Please reproduce, word for word, the part of the apprentice butcher story between "I became more" and "and cried for me.", inclusive.

> Passage shown:
◆ ◆ ◆ ◆
The summer before my senior year of college I worked as an apprentice butcher. If you know me you’re laughing right now: Bill a butcher!
But if you were in the meat market with me for those three months when I was 21 years old you wouldn’t have laughed — you would’ve cried for me. It was one of the most painful times in my life — and one of the most fruitful.
Have you ever been through a time of suffering and cried out with the Psalmist: “How long, O LORD? Will you forget me forever? How long will you hide your face from me? How long must I wrestle with my thoughts and every day have sorrow in my heart? How long will my enemy triumph over me?” (Psalm 13:1-3).
That was David’s experience hiding out in desert caves from the jealous rage of King Saul and his armies were. And it was my experience as a young man. Let me tell you my story. I pray that God will use it to bring you comfort, understanding, and renewed trust in the goodness of God (even when your circumstances and feelings tell you that God is not being good to you).
I Cried on the Inside
The butchers butchered me.
Every mistake I made (there’s a lot more to cutting meat then I realized!) was harshly criticized. And they harassed me at every chance they could because they resented that an executive in the company had put me in their shop, not so that I could learn their trade and become a butcher but as a favor to help me to make money for college. They ganged up on me and persecuted me for being a Christian. They talked dirty to make me uncomfortable. They cussed at me. They laughed at me.
I held back tears. I tried to be strong. I worked my hardest to do everything right and to be a good Christian witness. But the butchers got the best of me.
I Wanted to Quit
I desperately wanted to quit — the money wasn’t worth it! Every day in the meat market I prayed for God’s help and it seemed that all I got back was the message that he wanted me to endure this persecution like the early Christians that Peter wrote to in 1 Peter. I sensed God say to me: “Bill, this persecution is what I have for you this summer. Trust me. I want to teach you some things.”
I kept crying out to God and getting the same depressing answer.
I became more and more depressed. It was a loooong summer. One day my best friend drove almost two hours just to give me a hug and pray with me on my lunch hour. Every night my mom listened to me and cried for me.
By the end of the summer I was exhausted, broken, and believed I was a failure. I left the meat market feeling like a dog licking his wounds.
A Word from a Monk
Then I went from the butcher shop into a monastery! I didn’t want to go, but at the start of the summer I had committed to spend three days there to pray about my future in Christian psychology.
◆ ◆ ◆ ◆
> Raw data:
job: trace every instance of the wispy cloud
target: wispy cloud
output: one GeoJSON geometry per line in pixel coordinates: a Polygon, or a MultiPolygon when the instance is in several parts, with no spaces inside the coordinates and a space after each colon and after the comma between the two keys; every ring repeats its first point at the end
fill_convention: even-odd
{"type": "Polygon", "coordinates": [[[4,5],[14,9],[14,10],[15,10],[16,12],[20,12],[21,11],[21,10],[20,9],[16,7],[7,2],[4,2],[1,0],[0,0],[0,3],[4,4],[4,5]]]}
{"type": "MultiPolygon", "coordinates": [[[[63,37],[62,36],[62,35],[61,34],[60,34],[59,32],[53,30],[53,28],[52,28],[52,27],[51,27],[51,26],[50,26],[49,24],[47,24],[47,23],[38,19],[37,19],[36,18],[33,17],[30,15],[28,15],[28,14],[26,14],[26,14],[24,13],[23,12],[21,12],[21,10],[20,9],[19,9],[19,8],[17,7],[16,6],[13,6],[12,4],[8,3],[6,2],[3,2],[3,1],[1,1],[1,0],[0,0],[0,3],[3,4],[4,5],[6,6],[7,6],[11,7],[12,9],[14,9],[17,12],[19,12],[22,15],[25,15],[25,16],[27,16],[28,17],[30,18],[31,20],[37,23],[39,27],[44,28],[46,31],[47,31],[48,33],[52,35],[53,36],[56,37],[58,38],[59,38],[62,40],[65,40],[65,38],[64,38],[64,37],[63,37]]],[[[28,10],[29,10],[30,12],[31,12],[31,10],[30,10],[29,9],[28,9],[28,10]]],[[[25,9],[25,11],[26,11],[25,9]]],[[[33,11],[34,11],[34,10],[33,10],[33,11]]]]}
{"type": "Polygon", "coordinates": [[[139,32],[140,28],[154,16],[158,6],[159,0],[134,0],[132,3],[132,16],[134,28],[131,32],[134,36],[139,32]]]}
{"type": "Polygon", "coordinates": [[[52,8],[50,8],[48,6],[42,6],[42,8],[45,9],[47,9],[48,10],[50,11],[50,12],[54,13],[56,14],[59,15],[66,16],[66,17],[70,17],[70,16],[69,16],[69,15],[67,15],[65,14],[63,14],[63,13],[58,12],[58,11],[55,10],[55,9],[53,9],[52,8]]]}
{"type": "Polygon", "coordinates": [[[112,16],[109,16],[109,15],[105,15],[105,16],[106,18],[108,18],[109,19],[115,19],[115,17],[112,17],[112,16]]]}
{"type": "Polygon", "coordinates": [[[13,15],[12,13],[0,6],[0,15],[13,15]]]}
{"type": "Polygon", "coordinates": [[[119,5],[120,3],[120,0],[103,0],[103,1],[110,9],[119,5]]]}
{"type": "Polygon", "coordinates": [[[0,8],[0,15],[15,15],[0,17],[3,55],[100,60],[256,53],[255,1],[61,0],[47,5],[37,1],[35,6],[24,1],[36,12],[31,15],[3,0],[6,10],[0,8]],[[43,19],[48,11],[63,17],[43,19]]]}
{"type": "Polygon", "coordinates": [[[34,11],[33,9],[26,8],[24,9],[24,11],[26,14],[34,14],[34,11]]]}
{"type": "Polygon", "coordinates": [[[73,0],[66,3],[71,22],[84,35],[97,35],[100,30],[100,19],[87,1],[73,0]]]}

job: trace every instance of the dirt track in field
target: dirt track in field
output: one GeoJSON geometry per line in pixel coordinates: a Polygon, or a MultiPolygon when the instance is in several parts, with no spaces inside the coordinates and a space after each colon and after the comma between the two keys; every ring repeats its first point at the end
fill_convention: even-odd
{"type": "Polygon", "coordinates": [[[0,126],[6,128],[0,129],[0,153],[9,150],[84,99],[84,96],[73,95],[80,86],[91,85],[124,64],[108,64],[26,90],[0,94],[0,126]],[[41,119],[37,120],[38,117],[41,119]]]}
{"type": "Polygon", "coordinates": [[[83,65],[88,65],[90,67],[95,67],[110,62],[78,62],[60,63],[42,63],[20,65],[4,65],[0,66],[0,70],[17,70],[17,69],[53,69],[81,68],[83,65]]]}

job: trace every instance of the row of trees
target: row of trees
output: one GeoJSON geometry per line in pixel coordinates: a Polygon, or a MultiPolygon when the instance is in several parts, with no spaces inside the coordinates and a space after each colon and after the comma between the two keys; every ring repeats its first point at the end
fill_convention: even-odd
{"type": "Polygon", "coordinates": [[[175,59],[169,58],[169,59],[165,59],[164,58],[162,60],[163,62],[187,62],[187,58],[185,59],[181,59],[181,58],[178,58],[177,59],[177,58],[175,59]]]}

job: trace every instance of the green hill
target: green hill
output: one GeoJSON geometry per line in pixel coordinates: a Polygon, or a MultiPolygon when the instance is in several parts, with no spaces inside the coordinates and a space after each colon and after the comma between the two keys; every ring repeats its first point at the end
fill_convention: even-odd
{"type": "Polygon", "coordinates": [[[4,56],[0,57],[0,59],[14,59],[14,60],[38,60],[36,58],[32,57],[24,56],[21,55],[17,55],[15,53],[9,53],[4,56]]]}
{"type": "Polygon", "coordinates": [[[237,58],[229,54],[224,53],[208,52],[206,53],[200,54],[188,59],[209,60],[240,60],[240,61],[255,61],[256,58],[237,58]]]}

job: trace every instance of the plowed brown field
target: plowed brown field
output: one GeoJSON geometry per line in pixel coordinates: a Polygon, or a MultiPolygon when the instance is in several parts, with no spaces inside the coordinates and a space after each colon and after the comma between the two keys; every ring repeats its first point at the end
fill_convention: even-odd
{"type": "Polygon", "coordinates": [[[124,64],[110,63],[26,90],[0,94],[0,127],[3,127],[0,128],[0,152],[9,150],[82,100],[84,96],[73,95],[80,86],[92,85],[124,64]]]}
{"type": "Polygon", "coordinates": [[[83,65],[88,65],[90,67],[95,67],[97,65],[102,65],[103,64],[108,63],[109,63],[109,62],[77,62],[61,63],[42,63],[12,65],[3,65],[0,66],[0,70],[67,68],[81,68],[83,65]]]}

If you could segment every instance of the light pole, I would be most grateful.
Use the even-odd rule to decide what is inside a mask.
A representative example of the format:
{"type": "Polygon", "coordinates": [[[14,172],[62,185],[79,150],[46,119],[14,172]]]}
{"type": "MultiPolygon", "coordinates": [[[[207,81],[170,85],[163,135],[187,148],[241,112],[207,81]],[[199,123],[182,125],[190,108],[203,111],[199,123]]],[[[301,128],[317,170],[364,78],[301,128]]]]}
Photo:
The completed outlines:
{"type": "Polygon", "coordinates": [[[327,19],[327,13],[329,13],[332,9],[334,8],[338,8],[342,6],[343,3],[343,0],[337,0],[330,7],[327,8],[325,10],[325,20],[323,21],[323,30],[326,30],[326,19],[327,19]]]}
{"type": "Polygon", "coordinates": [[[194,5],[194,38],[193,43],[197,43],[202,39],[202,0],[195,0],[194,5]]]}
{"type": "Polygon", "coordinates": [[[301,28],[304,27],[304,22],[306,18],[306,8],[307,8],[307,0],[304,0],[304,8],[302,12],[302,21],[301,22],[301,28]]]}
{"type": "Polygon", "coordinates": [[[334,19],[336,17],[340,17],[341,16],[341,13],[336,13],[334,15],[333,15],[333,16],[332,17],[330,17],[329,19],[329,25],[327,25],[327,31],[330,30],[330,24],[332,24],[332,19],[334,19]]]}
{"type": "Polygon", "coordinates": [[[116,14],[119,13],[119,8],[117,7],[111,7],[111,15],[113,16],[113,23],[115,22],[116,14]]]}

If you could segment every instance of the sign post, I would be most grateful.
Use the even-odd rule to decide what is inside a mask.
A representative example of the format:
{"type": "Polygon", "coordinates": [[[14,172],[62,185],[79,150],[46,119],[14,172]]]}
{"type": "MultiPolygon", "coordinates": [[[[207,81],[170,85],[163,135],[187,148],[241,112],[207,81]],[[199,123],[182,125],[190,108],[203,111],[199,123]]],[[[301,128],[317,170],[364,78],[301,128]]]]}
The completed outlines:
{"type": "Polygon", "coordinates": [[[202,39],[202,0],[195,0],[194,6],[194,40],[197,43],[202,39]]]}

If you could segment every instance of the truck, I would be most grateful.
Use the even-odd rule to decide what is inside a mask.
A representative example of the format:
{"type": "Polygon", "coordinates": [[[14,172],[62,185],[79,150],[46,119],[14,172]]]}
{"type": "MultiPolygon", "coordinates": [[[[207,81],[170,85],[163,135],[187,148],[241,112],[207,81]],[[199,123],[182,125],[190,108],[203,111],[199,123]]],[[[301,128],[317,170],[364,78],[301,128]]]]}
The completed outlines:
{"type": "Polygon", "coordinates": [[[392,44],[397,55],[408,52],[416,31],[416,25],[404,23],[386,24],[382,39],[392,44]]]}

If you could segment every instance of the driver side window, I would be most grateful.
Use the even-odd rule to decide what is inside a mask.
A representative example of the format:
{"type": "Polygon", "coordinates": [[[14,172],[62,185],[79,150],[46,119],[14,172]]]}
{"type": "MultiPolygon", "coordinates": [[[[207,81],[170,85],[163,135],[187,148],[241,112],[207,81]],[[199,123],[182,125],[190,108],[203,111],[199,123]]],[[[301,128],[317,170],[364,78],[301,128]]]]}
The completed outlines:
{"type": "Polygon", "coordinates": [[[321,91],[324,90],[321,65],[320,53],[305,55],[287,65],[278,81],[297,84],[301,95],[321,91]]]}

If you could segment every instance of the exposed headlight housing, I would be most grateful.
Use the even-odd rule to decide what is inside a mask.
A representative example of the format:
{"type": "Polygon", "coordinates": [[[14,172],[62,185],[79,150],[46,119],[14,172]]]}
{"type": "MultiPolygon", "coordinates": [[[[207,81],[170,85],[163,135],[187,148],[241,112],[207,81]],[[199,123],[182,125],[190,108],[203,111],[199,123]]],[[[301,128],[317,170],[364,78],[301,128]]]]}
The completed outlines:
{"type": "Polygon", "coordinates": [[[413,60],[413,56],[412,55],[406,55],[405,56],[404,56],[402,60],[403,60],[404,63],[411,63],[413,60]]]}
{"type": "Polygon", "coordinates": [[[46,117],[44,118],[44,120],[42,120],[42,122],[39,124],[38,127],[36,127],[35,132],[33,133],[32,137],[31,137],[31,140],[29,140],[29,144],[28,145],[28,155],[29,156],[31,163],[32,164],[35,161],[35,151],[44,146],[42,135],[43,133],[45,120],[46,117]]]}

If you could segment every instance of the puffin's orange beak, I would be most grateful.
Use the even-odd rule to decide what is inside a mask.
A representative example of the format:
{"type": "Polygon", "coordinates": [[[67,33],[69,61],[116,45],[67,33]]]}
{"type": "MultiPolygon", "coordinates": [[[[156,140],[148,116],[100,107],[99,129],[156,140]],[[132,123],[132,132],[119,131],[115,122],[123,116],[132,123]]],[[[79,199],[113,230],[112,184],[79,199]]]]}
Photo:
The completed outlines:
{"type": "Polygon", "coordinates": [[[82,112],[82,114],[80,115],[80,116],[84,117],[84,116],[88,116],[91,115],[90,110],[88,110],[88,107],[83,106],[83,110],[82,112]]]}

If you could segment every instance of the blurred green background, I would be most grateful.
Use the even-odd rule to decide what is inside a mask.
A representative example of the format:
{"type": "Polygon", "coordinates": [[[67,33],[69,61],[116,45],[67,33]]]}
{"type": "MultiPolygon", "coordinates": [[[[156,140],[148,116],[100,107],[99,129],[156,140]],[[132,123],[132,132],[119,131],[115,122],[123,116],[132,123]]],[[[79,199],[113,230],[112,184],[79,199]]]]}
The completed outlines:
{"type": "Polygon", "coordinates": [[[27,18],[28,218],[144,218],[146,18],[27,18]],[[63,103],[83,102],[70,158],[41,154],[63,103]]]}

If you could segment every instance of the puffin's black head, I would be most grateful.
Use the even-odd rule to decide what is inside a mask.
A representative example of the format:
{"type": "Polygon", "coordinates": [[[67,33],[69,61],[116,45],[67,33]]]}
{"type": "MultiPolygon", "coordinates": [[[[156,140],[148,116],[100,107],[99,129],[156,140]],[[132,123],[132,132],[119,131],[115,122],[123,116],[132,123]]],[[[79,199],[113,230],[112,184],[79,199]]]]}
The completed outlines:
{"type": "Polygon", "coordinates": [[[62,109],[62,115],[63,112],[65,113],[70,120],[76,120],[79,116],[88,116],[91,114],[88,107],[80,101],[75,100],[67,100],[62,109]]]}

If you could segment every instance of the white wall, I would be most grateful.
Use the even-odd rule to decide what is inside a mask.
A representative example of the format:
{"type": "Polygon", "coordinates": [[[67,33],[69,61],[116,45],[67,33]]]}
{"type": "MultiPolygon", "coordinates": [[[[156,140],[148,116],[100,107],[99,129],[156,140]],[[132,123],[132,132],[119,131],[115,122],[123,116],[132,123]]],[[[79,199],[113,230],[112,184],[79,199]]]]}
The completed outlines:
◆ ◆ ◆ ◆
> Written solution:
I became more and more depressed. It was a loooong summer. One day my best friend drove almost two hours just to give me a hug and pray with me on my lunch hour. Every night my mom listened to me and cried for me.